## Given data
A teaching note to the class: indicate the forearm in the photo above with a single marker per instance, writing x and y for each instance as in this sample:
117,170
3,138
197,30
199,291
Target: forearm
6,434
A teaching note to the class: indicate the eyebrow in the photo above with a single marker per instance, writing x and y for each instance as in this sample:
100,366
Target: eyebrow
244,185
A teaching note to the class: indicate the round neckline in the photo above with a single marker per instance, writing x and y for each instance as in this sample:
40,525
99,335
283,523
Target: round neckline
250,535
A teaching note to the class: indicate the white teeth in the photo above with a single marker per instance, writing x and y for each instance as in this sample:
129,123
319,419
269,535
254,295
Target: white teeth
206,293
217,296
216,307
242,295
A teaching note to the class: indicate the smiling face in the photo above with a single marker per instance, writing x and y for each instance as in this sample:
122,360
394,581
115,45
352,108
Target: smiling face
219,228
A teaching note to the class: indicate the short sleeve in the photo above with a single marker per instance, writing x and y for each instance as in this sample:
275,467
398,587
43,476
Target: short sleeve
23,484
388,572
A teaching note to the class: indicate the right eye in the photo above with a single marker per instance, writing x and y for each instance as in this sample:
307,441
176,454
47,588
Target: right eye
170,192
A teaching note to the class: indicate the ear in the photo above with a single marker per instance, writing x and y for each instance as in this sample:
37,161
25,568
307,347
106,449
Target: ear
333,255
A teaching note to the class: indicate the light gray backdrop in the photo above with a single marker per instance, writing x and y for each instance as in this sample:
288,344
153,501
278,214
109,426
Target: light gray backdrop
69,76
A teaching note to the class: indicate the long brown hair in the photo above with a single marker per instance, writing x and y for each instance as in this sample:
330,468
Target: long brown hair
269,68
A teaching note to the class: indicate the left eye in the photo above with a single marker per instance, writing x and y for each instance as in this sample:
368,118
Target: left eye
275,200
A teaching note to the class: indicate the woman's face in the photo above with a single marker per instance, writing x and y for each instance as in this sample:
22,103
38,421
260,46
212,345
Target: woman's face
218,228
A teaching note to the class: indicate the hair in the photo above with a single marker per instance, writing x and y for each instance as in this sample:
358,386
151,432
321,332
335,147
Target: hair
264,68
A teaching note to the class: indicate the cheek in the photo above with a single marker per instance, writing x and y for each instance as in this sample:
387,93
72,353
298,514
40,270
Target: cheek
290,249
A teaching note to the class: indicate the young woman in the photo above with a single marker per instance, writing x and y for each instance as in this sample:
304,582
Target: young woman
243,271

## Goal
Rewrite every one of the lines above, changing "single marker" to "single point" wherever it occurs and leaving the rest untouched.

## Exercise solution
A teaching note to the class: indicate the forearm in the photo above with a single point per instance, writing x and y for each instance as in this sample:
117,170
3,138
197,30
199,291
Target: forearm
6,434
A teaching note to the class: indicate the eyebrow in the photo above with a single point per instance, writing x and y for each instance as in this sample:
100,366
Target: eyebrow
244,185
A teaching note to the class: indicate the round neckline in the photo above with a single point per instance, writing x and y for each instance as in this sample:
40,525
99,335
283,523
Target: round neckline
250,535
A teaching note to the class: indicate the white teeth in the photo above with a single point per instance, writing x and y for each instance as in this sample:
129,123
319,419
269,535
254,295
Target: white teeth
206,293
217,296
216,307
242,295
A teaching note to the class: indicate the smiling face in the photo above with a single point per instance, writing x and y for each instance as in this sample:
122,360
394,581
115,45
352,108
Target: smiling face
219,228
A teaching note to the class: indicate the short sleeve in the photo above with a single point per instance, writing x and y for each instance as in this sample:
275,467
398,587
43,476
Target: short sleeve
23,484
388,572
A teaching note to the class: indicate the right eye in the photo above with a single point per instance, writing x and y for each instance as in this sample:
307,441
176,454
47,588
Target: right eye
170,192
A teaching note to the class: indicate the ear in the photo above with a single point per instance, writing x and y for each instance as in this sample:
37,161
25,568
307,347
106,449
Target: ear
333,255
A teaching note to the class: indicate the light gray backdrop in the photo above with a single point per instance, writing x and y for each instance as in this sample:
288,344
153,501
278,214
109,426
Target: light gray backdrop
69,76
A teaching note to the class: indicate the long brown hair in the photo above with a single point per instance, writing x and y for each instance as in this sample:
330,468
Target: long brown hair
269,68
A teaching note to the class: indicate the left eye in the photo above with a single point per instance, writing x and y for each instance as in this sample:
368,118
Target: left eye
275,200
A teaching note to the class: indicate the woman's face in the photo above with a single point per instance, writing x and y for each instance as in this sample:
22,103
38,421
260,46
212,345
Target: woman's face
218,228
A teaching note to the class: indicate the hair in the photo above with a single point per instance, writing x and y for each instance as in this sample:
358,386
151,432
321,332
335,147
Target: hair
264,68
A teaching note to the class: indicate the cheek in the photo above with a single point per instance, writing x and y for each instance as in this sample:
387,93
72,353
298,514
40,270
Target: cheek
290,249
A teaching note to the class: indicate the young woman in the photo above with a single point per instance, writing x and y for each instance as in this sample:
304,582
Target: young woman
243,271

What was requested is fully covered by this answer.